═══ INFORMATION SHOWN ═══
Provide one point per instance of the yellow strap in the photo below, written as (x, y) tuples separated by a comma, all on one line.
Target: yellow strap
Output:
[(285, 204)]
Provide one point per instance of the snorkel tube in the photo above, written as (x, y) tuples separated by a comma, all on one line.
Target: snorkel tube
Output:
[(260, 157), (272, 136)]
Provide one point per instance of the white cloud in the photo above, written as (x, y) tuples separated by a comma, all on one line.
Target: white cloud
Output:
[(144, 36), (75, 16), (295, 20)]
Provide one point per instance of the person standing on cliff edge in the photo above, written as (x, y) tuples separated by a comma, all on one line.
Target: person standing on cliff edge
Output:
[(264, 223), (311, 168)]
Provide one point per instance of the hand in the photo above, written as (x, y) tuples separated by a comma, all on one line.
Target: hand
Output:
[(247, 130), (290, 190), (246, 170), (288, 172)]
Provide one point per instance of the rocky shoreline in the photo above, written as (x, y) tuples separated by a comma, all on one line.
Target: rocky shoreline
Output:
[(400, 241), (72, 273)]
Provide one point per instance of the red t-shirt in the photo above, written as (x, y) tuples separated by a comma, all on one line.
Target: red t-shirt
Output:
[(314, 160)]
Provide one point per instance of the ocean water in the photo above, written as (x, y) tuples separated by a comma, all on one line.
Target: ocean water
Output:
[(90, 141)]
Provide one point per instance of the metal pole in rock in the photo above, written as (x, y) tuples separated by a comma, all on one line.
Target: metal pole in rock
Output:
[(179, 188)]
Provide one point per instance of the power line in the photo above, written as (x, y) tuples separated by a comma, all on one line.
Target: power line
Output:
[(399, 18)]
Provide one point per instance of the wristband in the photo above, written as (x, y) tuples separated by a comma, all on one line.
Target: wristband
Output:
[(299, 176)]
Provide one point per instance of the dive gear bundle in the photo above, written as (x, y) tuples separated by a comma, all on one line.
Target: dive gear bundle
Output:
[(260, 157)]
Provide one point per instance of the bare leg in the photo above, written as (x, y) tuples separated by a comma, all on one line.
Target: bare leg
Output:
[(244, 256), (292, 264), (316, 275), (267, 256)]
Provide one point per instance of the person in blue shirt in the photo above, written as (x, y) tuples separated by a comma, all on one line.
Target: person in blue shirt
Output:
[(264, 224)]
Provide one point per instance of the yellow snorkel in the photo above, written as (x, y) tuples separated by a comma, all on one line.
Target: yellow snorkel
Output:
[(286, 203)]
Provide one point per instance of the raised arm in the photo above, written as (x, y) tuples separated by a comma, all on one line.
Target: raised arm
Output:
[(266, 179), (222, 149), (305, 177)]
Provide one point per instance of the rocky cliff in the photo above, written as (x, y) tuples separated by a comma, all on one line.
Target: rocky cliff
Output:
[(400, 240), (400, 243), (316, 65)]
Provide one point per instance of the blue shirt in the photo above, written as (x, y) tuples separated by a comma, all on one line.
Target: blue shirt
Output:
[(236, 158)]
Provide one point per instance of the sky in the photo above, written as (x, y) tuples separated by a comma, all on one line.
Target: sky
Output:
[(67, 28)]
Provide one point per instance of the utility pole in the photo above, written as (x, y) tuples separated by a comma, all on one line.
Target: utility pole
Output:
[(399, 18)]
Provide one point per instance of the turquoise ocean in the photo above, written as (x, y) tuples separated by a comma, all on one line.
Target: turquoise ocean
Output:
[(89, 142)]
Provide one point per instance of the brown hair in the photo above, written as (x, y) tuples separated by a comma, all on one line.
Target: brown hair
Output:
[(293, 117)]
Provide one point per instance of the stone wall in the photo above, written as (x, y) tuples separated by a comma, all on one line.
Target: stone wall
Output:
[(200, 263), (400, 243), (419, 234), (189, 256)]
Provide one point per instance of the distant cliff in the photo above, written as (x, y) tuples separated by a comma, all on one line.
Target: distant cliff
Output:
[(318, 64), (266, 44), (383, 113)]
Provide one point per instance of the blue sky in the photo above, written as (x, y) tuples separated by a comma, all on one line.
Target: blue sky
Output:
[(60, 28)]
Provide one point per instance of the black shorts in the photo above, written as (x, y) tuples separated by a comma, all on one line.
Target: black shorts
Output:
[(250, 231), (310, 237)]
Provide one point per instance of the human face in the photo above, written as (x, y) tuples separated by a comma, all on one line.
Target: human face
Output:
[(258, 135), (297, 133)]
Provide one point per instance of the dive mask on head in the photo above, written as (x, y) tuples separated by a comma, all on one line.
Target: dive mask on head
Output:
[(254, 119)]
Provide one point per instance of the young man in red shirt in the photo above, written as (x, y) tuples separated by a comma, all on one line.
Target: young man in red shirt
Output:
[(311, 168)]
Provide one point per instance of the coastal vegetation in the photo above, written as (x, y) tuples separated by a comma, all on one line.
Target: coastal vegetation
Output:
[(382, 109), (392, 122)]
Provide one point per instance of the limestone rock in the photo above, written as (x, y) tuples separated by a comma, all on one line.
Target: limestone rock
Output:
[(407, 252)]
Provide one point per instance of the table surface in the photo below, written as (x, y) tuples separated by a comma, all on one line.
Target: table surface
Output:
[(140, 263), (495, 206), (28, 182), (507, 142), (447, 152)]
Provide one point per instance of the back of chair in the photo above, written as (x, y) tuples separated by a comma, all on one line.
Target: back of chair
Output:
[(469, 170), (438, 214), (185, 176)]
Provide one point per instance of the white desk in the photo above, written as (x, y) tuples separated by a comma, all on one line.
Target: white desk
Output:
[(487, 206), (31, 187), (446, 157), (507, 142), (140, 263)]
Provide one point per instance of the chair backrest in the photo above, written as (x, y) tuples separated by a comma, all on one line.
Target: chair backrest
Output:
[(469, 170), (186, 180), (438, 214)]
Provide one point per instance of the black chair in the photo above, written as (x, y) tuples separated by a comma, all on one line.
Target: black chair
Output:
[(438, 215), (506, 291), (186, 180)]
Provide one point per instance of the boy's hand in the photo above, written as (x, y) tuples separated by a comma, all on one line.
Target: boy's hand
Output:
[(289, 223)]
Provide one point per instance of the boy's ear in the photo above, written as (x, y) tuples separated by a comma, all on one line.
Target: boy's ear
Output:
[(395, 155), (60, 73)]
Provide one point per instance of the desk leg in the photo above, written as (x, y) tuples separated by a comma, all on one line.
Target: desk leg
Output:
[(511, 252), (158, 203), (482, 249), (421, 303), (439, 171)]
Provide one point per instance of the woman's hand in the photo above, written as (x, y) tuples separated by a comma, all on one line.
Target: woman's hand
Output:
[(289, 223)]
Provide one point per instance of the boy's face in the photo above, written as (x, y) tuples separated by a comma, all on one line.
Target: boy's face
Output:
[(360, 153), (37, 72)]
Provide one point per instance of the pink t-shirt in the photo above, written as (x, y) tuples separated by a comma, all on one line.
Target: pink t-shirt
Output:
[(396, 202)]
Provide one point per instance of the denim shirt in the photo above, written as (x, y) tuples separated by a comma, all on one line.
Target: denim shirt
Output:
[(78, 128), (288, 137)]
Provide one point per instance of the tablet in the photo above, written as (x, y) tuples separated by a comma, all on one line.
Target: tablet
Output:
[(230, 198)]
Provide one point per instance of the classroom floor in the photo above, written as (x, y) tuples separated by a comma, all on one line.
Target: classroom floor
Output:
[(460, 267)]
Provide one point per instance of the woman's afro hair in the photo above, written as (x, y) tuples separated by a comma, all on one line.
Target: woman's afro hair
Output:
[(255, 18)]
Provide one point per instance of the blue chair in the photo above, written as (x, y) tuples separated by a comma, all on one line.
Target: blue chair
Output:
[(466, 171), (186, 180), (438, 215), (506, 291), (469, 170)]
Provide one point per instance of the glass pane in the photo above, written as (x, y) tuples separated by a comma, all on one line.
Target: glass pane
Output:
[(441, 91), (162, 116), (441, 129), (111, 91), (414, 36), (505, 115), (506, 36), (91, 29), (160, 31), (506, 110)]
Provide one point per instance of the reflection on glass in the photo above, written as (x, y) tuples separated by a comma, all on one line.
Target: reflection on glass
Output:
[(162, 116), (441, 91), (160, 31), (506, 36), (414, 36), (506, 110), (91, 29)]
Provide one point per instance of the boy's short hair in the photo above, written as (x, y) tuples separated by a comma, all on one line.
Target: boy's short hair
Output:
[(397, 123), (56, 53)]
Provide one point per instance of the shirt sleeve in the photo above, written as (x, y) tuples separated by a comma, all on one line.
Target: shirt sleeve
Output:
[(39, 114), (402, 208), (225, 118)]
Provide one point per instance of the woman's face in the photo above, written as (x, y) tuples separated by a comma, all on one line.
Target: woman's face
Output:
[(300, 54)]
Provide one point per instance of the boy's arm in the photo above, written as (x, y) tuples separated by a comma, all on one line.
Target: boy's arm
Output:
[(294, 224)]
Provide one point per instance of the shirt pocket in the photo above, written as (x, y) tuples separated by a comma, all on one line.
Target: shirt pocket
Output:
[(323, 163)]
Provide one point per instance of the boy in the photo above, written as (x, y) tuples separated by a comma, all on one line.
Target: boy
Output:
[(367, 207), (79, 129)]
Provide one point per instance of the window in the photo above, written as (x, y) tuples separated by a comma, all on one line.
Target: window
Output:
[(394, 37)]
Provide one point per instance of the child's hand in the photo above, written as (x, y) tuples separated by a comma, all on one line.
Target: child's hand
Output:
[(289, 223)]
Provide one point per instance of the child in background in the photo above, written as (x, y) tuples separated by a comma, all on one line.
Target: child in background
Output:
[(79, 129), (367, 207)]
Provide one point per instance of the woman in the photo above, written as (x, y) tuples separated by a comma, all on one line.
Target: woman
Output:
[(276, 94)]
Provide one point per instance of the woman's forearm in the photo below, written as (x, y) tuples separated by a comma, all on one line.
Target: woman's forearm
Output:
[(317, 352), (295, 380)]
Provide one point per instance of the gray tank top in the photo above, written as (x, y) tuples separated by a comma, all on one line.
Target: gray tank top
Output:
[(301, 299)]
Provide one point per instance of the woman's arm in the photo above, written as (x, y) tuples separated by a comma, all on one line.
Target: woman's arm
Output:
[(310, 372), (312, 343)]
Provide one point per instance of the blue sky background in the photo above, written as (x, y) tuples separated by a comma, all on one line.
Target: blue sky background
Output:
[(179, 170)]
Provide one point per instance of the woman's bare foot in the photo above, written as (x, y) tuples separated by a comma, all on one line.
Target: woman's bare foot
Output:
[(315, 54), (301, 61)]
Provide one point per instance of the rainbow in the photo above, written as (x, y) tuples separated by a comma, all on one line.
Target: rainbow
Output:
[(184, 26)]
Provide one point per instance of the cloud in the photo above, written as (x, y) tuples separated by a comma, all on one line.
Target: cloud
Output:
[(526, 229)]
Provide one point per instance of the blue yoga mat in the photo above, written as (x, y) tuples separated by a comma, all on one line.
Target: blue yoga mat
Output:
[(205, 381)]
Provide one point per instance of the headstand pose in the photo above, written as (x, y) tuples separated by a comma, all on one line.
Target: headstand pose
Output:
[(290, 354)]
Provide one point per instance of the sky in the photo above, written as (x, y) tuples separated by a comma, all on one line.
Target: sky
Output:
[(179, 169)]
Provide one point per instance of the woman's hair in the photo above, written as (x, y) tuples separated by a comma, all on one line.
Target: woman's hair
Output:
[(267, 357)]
═══
» **WHAT YOU ARE ASKED TO DO**
Copy the entries above exactly, from the line containing "Provide one point per instance of the woman's hand" through the line containing "[(230, 198)]", including both of those lines.

» **THE REPLY**
Provide one point per instance of the woman's hand in the photo above, written as (x, y) tuples separated by a comma, all on one line.
Target: woman's hand
Output:
[(289, 223)]
Provide one point per instance of the boy's face in the photo above, written as (x, y) tuples separated by a comma, all on one line.
Target: boy's face
Output:
[(360, 153), (37, 72)]
Provide one point per instance of the pink t-shirt in the photo above, written as (x, y) tuples separated by a comma, all on one line.
Target: pink t-shirt
Output:
[(396, 202)]
Provide one point per instance of the denim shirt in the photo above, written as (x, y) tuples separated by a comma, all on one line.
Target: denim shirt
Output:
[(78, 128), (288, 137)]
Provide one point per instance of the tablet in the photo above, written as (x, y) tuples separated by a comma, all on one line.
Target: tablet
Output:
[(230, 198)]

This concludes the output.